Exactly reproduce the line containing "Where can the fish head" and all later lines to the end of the entries, leaving the pictures out of your copy.

[START MATERIAL FOR THE TASK]

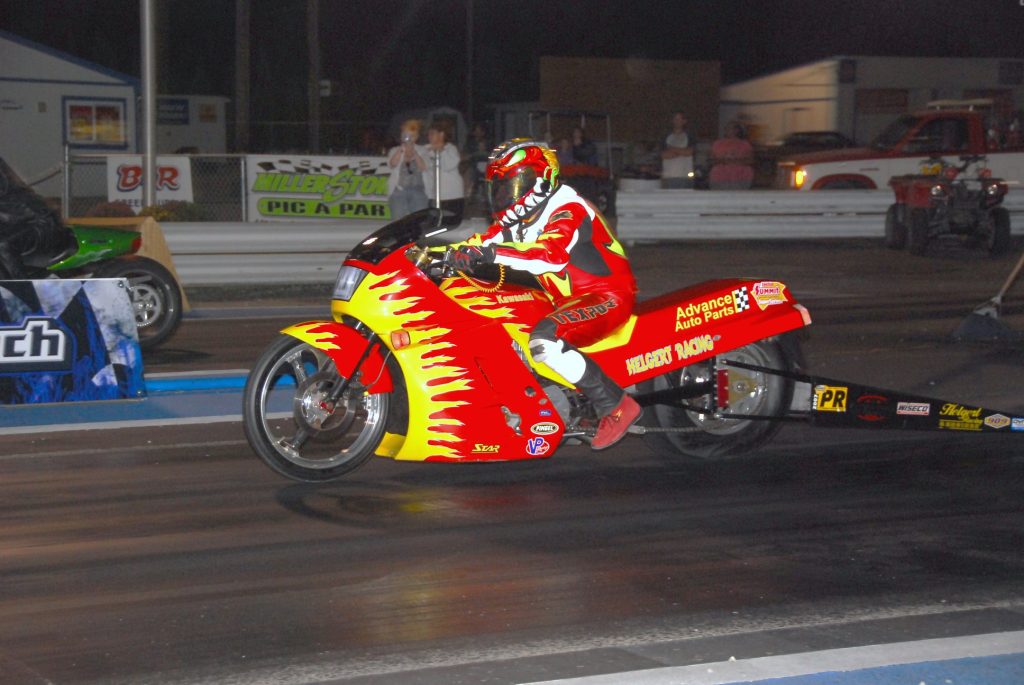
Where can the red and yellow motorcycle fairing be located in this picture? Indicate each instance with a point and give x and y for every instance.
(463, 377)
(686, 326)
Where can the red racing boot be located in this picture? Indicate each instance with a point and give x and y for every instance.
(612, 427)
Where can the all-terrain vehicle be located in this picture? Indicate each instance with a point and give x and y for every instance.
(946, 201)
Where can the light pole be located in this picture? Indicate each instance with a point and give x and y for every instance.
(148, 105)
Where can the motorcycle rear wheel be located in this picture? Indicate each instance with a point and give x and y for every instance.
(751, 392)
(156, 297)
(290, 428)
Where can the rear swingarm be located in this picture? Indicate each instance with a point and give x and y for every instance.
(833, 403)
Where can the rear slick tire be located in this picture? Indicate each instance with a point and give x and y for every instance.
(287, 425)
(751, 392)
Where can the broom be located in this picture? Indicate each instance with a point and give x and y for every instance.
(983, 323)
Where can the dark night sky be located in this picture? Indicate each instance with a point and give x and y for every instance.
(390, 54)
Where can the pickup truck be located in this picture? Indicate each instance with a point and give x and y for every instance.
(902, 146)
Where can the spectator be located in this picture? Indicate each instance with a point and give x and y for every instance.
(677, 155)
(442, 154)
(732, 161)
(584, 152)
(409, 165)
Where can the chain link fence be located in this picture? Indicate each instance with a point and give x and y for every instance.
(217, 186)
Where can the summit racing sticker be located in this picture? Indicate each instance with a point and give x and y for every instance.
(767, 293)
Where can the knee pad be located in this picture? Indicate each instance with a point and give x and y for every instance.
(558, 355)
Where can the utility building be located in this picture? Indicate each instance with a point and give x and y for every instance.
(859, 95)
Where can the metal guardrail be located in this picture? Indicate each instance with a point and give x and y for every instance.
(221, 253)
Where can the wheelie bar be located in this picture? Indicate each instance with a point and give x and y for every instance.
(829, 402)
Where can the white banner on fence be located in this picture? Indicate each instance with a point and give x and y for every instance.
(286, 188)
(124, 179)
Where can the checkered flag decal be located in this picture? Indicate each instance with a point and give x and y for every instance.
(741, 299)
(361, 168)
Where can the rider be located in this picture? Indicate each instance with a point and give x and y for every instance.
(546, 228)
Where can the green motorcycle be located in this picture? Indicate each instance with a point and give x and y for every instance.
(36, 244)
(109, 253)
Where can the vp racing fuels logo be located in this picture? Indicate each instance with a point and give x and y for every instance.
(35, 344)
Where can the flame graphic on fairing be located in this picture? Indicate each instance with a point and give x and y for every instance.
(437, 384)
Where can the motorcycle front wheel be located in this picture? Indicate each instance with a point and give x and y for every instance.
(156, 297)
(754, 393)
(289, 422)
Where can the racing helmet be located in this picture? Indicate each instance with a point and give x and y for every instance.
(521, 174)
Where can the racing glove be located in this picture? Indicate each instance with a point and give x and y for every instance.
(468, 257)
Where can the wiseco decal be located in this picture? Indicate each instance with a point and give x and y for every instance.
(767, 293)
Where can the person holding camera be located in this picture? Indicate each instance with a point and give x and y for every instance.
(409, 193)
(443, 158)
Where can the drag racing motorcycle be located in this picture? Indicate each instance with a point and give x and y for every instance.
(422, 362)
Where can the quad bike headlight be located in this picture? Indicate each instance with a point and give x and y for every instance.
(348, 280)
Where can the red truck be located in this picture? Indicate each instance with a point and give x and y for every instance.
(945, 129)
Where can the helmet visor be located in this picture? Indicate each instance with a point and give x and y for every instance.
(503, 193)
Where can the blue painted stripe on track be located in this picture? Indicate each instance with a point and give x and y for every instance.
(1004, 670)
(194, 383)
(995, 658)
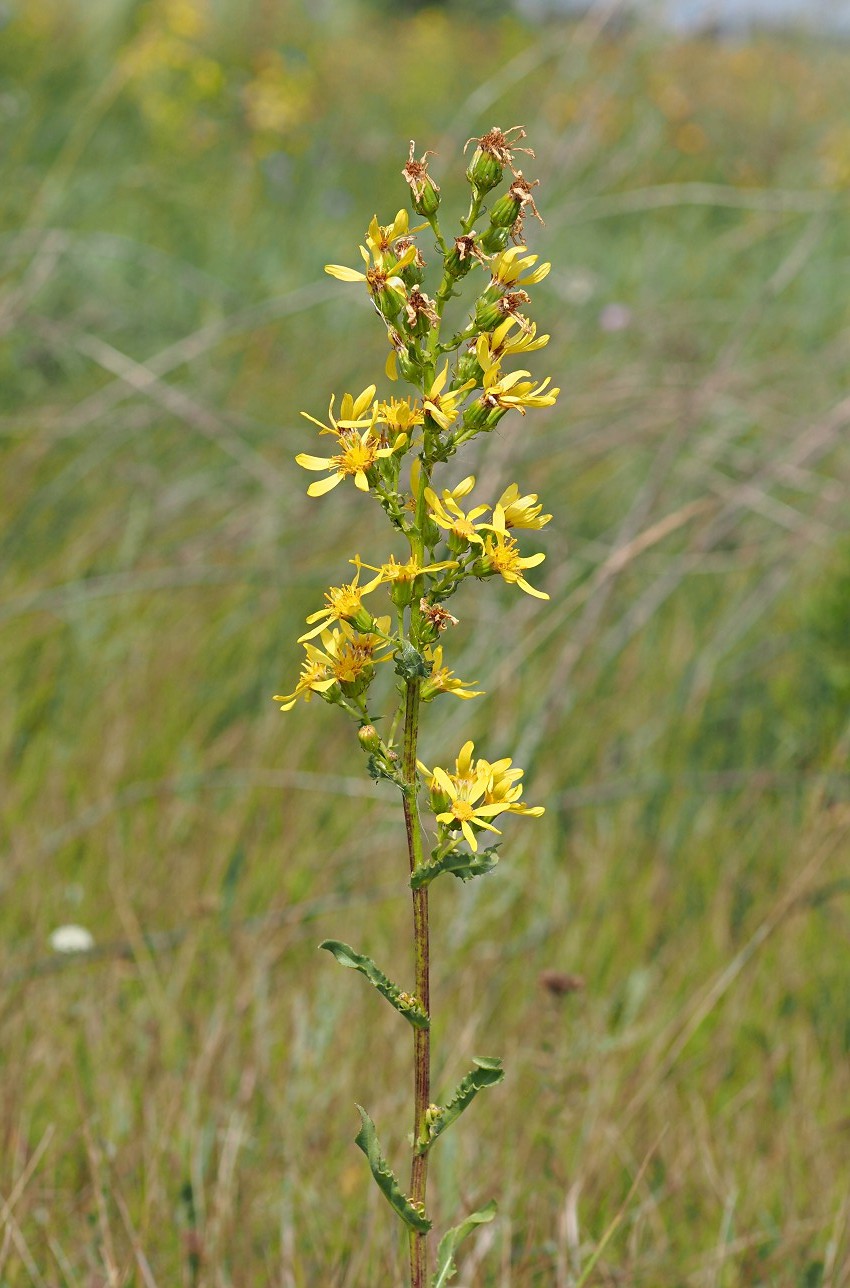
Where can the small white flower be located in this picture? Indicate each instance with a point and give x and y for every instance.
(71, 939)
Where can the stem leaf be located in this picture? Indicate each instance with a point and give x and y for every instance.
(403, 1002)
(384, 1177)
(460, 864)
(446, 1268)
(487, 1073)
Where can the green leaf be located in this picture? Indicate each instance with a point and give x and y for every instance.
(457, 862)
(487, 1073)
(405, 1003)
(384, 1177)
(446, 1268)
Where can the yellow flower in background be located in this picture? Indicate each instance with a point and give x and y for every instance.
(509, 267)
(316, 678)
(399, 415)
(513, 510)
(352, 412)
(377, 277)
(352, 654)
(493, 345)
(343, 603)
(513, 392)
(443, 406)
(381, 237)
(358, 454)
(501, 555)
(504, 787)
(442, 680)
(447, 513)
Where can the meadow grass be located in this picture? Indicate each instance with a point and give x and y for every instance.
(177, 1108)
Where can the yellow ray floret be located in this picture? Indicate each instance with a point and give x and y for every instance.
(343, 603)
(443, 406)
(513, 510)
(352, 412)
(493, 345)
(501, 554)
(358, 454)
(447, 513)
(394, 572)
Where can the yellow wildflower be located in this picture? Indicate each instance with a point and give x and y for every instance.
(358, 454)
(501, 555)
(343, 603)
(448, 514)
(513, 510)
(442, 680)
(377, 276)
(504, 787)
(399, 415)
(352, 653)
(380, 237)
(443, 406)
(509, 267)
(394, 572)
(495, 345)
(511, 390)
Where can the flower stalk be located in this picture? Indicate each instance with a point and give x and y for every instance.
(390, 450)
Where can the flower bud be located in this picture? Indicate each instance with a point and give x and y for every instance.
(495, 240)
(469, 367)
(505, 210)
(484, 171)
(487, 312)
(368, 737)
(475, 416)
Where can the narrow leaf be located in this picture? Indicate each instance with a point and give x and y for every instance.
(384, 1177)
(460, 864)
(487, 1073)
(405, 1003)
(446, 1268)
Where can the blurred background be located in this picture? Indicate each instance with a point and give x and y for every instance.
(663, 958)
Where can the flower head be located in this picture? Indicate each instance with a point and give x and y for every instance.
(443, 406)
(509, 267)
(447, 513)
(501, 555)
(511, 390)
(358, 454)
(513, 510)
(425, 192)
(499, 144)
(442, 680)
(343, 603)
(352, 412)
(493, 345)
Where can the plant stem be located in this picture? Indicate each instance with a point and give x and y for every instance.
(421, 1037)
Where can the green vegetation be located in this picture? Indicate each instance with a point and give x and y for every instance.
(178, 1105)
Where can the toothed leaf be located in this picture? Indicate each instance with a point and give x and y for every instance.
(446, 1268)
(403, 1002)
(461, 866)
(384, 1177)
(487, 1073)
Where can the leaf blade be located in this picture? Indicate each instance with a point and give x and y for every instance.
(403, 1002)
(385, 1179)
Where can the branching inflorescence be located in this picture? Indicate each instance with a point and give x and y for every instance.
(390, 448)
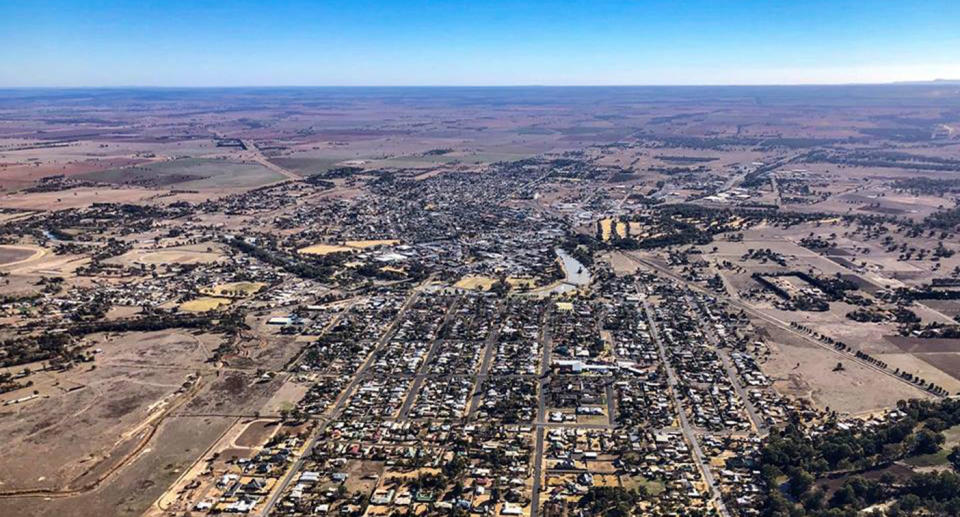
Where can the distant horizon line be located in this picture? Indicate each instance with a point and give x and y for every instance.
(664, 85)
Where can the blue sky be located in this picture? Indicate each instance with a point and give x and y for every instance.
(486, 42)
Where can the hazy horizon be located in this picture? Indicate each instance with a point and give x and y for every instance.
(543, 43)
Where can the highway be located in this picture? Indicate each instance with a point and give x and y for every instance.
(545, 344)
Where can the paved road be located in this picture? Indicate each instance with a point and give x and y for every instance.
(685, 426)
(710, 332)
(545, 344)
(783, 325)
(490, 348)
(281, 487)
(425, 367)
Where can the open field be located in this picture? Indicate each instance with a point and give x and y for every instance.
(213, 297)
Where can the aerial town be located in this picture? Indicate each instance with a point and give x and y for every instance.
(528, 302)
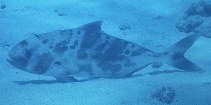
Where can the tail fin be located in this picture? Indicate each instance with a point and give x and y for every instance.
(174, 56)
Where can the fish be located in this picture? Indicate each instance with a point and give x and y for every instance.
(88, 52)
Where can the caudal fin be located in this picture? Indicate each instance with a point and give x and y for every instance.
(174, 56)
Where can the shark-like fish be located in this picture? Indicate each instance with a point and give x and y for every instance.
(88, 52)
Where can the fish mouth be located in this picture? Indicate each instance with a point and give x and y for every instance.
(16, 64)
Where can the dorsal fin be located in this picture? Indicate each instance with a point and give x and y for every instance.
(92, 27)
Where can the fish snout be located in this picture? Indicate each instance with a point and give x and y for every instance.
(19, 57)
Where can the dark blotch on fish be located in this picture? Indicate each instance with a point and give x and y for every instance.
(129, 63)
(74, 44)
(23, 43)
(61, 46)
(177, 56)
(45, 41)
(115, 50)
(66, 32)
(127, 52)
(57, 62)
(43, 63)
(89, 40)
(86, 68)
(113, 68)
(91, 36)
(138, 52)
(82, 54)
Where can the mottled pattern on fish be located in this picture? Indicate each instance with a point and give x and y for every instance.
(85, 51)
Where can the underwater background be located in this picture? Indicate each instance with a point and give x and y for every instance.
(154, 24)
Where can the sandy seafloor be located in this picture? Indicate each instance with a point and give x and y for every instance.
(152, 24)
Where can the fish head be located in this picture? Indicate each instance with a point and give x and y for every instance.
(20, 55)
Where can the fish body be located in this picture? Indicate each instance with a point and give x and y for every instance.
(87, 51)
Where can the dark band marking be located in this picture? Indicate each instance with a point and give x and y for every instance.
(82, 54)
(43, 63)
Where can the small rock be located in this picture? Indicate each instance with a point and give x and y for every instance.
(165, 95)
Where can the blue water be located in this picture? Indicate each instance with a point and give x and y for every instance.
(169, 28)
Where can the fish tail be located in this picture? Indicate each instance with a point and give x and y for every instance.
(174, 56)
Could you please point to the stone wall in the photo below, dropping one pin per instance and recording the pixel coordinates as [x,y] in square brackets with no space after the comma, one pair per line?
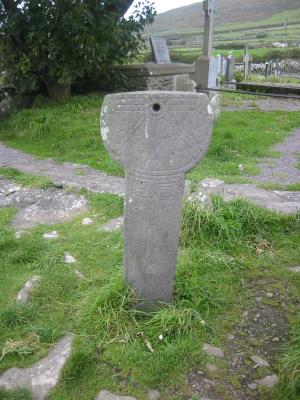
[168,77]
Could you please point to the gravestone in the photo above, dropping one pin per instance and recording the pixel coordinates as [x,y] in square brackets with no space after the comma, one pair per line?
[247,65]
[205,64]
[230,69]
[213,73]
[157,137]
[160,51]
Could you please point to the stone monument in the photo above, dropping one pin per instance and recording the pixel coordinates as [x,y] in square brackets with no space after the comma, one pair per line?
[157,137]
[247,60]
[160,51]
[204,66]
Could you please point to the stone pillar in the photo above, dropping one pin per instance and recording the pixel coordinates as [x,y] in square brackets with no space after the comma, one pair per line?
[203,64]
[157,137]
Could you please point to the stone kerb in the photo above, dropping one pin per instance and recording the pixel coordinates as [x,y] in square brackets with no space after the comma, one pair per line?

[END MATERIAL FOR THE TASK]

> [TASK RESPONSE]
Where can the fish head be located in this picture? Indicate each instance with a point and give x and y for every instance.
(20, 55)
Where can the fish body be located in this picture? Indicate each instance with a point and give x and y for every instance.
(87, 51)
Where can the dark band marking be located in this picture? Indicate each instance with a point and give x and y for every instance.
(82, 54)
(43, 63)
Where can the small rock be located in this picture? Indicate each instance with a point and give x and y for every instance.
(165, 95)
Where can the blue water be located in this picture? Indicate each instance with a point and give x and y for every instance.
(169, 28)
Where can the fish tail be located in this picture? Indicate each instance with a point and give x and y for every instance.
(174, 56)
Could you please point to the stone wall in the photo below, dropping one pin per instance and recording the pixel coordinates as [x,y] in square brackets with no space after the comma, one pair per line?
[168,77]
Could you please point to the gravestone in the photo above, dropping one pin per instance and recording the pixel coordinates as [x,y] in square brackets with no space after the comma, one pair per line?
[247,65]
[205,64]
[230,69]
[213,73]
[157,137]
[160,51]
Could you please point to the stone monument in the photo above, dropping one pin per instance and recording the pixel coordinates as [x,y] in square brackets with no space after the comma, one pair per line?
[157,137]
[247,60]
[160,51]
[204,66]
Could you please point to the stone pillar in the photo above, dropping one pin per instance and recording the pixel coordinates as [x,y] in square brackets with no space after the comma, one pair per line?
[203,64]
[157,137]
Could you please point to the stone kerb in the photo above, dropping one pin per instance and recording the pixel coordinates as [x,y] in square brackets with no space after the comma, one pair per line?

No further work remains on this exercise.